-- Tasks --
1. What compression reading does the original poster report in the Jetta misfire thread?
2. Carry on the Jetta misfire thread from the point where it stops.

-- Text section --
# p0301



## gmikel (Nov 10, 2010)

i have an 06 jetta 2.0 with 80k. love the car but have a reoccuring p0301 code. swapped coils and plugs and checked compression (160psi). scan with ross-tec shows an almost constant missfire in # 1 cyl at idle, i can't feel it in the car or hear it in the exaust. does not occure at any speed above idle. crazy as it sounds it goes away with a/c turned on. any thoughts?


----------



## gmikel (Nov 10, 2010)

any thoughts? measuring blocks show almost continuos miss at idle on #1 cyl., no miss under any other condition or with a/c [email protected] idle. car runs great but for the cel. exhuast lash adjusters, crudy valves, bad injector?


----------



## BlueJetta2.0T (Jun 30, 2009)

Maybe the time to clean your intake valves? Clogged intake valves will cause misfire at idle, especially when engine is cold and is an issue with DI engine.


----------



## DUBBERMK5 (Feb 9, 2008)

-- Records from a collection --
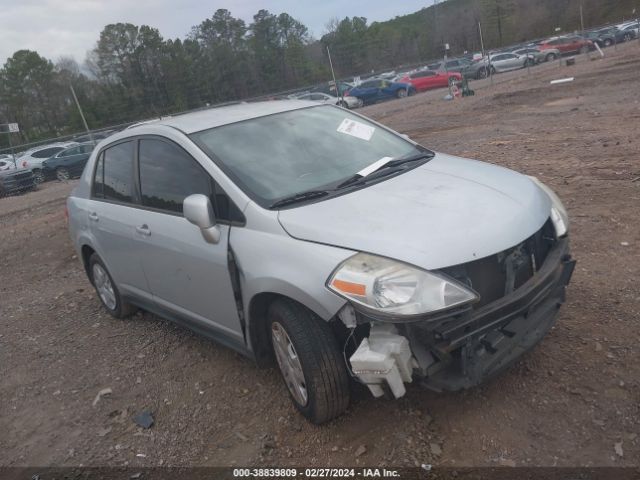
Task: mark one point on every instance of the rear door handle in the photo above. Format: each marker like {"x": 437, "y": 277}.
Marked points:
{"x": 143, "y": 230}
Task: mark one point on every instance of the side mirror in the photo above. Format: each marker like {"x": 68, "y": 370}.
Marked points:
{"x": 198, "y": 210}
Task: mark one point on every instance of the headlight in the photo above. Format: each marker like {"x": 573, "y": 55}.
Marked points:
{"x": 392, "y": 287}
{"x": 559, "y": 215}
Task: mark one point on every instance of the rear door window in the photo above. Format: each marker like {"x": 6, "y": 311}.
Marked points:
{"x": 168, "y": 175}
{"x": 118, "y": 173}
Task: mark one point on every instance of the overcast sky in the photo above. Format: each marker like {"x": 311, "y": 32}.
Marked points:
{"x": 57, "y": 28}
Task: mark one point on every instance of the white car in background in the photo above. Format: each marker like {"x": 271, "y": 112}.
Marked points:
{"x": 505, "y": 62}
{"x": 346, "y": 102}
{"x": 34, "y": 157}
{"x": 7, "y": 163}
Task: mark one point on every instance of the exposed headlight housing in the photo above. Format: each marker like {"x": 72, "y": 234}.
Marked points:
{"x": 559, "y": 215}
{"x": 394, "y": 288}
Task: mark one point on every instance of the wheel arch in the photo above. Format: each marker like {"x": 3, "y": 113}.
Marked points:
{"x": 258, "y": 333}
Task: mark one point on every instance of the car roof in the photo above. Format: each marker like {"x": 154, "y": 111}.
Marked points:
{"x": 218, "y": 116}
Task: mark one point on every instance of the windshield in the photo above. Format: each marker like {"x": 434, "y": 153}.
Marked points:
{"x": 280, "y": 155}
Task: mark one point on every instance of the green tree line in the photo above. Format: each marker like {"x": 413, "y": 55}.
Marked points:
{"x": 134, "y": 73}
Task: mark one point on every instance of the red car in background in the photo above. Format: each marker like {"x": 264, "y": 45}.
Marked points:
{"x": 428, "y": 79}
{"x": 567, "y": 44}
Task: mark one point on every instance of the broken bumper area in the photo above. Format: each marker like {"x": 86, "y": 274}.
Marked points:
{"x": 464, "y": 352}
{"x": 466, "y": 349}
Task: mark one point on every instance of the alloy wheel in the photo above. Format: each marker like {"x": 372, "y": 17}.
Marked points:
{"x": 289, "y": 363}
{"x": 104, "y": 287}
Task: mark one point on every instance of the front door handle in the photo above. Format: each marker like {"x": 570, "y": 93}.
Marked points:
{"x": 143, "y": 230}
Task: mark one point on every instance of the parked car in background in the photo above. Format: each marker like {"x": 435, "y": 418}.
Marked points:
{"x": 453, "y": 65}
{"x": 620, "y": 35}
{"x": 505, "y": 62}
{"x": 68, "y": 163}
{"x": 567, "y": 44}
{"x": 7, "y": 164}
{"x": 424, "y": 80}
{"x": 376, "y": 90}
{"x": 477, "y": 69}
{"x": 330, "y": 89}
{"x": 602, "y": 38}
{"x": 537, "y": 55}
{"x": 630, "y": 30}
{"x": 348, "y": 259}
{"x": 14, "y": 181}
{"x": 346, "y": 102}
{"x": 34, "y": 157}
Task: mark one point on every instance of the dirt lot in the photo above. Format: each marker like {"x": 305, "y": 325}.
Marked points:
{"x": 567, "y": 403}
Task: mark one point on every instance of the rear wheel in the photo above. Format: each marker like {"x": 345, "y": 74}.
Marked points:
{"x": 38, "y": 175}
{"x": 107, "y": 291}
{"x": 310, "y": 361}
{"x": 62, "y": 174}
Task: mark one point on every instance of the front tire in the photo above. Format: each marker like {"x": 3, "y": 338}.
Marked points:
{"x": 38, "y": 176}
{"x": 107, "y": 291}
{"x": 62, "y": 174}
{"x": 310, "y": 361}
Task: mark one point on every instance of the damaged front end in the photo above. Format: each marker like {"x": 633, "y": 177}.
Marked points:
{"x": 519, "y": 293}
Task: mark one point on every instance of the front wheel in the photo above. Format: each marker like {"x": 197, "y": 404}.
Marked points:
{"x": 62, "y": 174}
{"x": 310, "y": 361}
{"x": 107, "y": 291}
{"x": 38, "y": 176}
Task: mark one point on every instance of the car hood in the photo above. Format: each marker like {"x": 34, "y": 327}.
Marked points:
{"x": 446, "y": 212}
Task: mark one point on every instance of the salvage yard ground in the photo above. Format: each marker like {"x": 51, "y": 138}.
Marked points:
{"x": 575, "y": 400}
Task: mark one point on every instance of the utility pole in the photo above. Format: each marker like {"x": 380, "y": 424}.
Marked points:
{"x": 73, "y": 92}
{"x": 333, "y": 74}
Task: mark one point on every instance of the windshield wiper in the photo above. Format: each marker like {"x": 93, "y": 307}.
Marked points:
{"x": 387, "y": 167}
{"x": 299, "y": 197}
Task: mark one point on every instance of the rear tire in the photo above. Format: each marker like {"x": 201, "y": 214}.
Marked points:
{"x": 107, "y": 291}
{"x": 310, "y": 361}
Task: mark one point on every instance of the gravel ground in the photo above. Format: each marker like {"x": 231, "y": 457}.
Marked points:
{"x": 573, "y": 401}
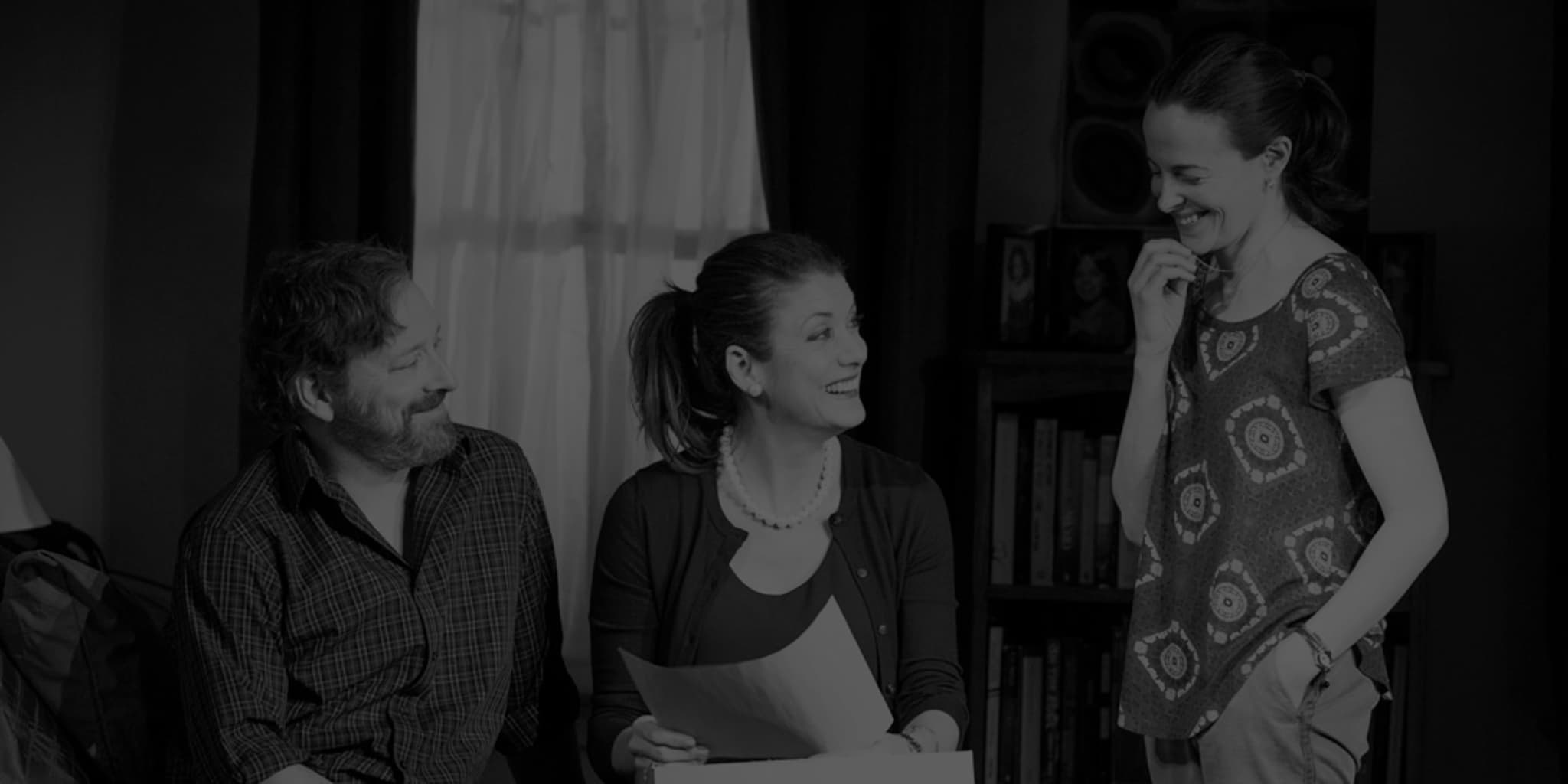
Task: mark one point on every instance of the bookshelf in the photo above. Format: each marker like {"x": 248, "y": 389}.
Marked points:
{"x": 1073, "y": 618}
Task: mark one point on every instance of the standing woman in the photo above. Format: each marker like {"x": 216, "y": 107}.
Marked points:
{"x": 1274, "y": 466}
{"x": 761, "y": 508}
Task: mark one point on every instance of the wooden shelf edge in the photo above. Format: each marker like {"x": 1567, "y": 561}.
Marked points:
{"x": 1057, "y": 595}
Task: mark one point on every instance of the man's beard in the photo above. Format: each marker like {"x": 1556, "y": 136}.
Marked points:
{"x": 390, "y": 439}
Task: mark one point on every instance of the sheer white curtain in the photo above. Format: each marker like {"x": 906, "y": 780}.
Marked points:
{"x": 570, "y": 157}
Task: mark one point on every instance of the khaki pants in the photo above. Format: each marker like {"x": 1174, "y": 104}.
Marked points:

-- Results --
1. 160 psi.

2.
*y0*

ders a recall on the ign coils...call the dealer ask for info on recalls for your vehicle and give em your vin #...i just got mine replaced...bunch of recalls on our cars, check em out and den go from der...


----------



## gmikel (Nov 10, 2010)

*coils replaced on recall*

swapped coils and plugs1&2 @ onset of code, tested compression, good. will clean valves and replace #1 injector after mothers day. engine idled like crap a couple of days ago and now seems good as new. problem started when i put techron in 3 tanks of gas ago and am thinking maybe it was related.


----------



## chc-rado (Nov 20, 2008)

Most likely carbon build up on the valves. It's not hard carbon. More like soft gummy carbon (soot). If you have bore scope (video scope). You will see the black build up on the valves. It mostly causes rough idle in the morning. And slight misfires when warm. Only way to clean them is removing intake manifold. Cleaning the valves. Baking soda blast works wonders. In some cases, injectors could be the cause. Breather unit tend be go bad too and all depends on drive cycle( behavior) you drive the vehicle.


----------



## gmikel (Nov 10, 2010)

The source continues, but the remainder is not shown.